- _Set exercise_:
Copy out word for word the part of the records below that opens with the line containing "Objective — one point per instance of the man's" and closes with the line containing "Target: red ear defender", including both of those lines.

- _Records to process_:
-=-=-

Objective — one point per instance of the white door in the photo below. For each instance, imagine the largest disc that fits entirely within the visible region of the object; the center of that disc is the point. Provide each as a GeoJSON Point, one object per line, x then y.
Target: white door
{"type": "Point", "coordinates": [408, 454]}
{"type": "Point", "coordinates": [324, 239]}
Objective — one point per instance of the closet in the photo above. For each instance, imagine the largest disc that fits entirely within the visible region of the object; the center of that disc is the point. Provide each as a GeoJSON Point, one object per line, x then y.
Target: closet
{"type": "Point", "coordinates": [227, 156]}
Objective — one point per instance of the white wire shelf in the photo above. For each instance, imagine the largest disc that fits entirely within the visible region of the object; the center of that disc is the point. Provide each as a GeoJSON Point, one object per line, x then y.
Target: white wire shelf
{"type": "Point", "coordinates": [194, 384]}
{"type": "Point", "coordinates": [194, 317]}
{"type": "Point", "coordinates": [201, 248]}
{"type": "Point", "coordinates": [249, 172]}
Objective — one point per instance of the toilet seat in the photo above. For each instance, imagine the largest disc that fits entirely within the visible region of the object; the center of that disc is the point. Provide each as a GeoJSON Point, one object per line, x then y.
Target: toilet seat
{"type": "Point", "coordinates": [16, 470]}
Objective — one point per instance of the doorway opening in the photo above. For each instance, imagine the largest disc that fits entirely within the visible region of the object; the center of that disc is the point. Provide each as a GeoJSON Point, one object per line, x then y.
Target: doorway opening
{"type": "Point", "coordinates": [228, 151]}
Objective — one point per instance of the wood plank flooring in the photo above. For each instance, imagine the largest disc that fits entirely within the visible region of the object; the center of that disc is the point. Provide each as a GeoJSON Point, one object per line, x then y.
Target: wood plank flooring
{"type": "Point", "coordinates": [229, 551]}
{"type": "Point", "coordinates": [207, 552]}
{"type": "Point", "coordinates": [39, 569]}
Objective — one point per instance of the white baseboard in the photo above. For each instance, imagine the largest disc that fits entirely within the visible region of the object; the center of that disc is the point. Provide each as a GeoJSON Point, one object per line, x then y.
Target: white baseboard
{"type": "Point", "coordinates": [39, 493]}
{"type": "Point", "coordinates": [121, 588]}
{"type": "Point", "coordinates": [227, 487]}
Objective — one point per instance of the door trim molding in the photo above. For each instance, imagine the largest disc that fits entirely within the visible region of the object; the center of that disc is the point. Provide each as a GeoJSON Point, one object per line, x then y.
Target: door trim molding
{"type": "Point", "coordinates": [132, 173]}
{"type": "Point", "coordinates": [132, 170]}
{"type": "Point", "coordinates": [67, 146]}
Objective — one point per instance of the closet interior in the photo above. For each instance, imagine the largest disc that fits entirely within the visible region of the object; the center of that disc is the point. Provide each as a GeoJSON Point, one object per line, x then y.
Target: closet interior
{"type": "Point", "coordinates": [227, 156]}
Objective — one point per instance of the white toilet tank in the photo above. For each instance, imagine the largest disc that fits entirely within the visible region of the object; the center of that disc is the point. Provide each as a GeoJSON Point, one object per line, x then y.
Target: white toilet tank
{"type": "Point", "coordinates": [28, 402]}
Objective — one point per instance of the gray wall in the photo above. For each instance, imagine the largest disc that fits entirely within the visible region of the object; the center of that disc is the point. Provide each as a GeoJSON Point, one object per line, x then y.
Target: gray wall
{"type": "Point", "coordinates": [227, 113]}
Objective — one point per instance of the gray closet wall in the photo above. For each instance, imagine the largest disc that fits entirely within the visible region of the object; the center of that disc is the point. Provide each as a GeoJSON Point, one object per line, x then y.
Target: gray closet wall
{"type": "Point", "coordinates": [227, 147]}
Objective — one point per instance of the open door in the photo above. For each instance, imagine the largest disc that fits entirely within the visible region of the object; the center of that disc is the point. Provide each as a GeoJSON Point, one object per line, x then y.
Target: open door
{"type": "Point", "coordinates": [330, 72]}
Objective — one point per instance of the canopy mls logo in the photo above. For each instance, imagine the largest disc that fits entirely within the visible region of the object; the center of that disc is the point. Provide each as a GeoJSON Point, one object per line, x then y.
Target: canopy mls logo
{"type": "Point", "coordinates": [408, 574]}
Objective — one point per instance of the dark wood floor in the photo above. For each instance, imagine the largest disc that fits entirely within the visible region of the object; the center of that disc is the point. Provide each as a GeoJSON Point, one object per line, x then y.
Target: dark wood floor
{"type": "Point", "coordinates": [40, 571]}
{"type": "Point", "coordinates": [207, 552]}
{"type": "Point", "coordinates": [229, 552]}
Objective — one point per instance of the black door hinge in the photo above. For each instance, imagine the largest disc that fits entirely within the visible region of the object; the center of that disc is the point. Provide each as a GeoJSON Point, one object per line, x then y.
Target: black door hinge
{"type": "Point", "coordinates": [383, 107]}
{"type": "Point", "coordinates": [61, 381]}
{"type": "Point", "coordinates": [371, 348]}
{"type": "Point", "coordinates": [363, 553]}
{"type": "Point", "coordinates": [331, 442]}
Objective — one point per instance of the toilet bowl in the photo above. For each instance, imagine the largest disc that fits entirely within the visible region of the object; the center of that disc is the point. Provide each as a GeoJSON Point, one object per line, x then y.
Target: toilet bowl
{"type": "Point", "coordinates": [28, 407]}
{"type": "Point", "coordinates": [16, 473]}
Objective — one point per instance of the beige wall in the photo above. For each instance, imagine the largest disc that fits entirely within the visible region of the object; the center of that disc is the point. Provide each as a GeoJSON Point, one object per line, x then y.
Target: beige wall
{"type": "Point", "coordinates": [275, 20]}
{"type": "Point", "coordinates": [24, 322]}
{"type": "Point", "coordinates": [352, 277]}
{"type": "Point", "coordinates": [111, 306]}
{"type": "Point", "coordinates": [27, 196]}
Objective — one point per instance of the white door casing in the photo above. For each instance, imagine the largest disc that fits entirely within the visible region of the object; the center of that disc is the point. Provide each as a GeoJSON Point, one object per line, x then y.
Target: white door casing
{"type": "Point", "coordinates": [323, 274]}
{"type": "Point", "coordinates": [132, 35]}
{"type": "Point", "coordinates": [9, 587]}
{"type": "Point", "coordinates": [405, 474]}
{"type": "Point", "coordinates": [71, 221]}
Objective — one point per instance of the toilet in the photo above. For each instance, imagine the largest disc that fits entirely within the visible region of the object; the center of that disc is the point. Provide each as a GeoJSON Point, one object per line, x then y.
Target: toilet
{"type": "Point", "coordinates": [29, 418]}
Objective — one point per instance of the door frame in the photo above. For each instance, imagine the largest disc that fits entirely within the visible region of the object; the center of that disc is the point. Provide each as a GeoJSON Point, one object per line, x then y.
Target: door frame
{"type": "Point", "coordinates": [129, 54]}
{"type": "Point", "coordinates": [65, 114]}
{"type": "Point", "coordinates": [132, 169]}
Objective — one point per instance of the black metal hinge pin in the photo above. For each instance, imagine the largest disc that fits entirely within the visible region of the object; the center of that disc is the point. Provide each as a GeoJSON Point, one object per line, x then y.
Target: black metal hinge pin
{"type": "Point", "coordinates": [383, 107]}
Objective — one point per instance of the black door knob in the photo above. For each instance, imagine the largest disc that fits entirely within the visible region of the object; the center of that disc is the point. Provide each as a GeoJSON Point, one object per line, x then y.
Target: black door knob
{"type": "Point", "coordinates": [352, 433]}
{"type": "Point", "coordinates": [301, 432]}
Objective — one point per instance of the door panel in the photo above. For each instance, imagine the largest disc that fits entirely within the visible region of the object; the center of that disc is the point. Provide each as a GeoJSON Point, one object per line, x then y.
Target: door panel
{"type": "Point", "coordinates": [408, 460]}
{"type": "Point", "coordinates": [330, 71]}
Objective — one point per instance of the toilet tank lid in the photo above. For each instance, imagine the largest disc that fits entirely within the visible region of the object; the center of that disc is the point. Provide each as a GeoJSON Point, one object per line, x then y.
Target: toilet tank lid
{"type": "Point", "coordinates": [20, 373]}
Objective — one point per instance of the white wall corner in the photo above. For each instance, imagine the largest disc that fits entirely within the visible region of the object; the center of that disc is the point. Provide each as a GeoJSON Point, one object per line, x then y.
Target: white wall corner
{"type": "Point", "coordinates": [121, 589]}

-=-=-

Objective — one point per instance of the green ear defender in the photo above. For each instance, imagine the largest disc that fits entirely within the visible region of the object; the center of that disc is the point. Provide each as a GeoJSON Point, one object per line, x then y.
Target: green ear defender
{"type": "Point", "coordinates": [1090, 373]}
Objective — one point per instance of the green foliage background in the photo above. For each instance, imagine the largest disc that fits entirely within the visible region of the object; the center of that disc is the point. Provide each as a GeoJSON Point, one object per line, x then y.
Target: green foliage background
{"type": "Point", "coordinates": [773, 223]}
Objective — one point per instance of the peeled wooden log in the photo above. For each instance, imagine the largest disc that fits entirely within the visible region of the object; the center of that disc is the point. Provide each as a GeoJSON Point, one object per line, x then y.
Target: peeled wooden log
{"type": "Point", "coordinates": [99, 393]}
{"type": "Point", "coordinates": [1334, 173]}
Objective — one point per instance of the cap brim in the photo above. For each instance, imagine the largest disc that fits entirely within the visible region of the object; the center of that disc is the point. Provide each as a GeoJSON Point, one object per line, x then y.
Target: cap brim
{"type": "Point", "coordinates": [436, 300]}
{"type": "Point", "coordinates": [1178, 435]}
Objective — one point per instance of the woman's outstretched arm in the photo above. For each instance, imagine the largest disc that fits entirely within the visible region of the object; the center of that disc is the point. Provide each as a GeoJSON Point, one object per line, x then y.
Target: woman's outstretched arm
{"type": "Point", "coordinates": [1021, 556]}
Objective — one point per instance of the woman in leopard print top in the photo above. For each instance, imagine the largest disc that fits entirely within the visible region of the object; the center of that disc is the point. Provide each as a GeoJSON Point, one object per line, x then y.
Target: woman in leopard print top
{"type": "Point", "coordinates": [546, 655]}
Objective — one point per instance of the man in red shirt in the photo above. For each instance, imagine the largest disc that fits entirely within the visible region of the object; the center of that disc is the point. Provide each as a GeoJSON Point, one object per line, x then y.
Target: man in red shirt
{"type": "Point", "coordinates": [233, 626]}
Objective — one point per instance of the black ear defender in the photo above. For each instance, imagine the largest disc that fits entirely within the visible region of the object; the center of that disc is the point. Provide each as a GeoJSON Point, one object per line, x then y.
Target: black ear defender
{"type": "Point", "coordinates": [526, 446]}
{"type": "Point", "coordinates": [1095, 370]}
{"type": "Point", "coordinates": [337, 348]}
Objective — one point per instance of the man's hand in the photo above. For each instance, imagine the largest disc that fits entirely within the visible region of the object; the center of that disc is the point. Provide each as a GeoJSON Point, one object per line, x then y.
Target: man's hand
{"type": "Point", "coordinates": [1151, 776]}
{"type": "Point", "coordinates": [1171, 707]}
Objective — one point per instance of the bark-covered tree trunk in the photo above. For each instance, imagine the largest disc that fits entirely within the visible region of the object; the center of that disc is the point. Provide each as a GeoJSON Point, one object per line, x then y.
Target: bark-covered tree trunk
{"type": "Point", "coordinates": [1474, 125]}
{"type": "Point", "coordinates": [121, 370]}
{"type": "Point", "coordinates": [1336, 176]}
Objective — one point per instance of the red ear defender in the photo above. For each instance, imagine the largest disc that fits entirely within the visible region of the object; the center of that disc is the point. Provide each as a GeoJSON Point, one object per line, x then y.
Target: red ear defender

-=-=-

- _Response to the exercise_:
Objective — one point per instance of the man's hand in the photo above. For each instance, imagine the largest disc that fits entirely within the visible region of the object; the center of that disc is the point. Provide each as a GeoJSON Point, one object per line, x then y.
Target: man's hand
{"type": "Point", "coordinates": [1151, 776]}
{"type": "Point", "coordinates": [1171, 707]}
Objective — one point per instance of the bark-covered tree trunk in the photo above. For each instance, imagine the largest disc that fits entirely within the visible region of the object; the center of that disc is the point. Provide each as a GeoJSON Point, one object per line, x then y.
Target: bark-covered tree trunk
{"type": "Point", "coordinates": [1474, 125]}
{"type": "Point", "coordinates": [121, 370]}
{"type": "Point", "coordinates": [1336, 176]}
Objective — one point per instance of the red ear defender in the photo above. For each instance, imagine the largest disc that fits entirely within the visible region of the object; the center of that disc is the point. Provide each as a GeoJSON Point, one object per line, x then y.
Target: red ear defender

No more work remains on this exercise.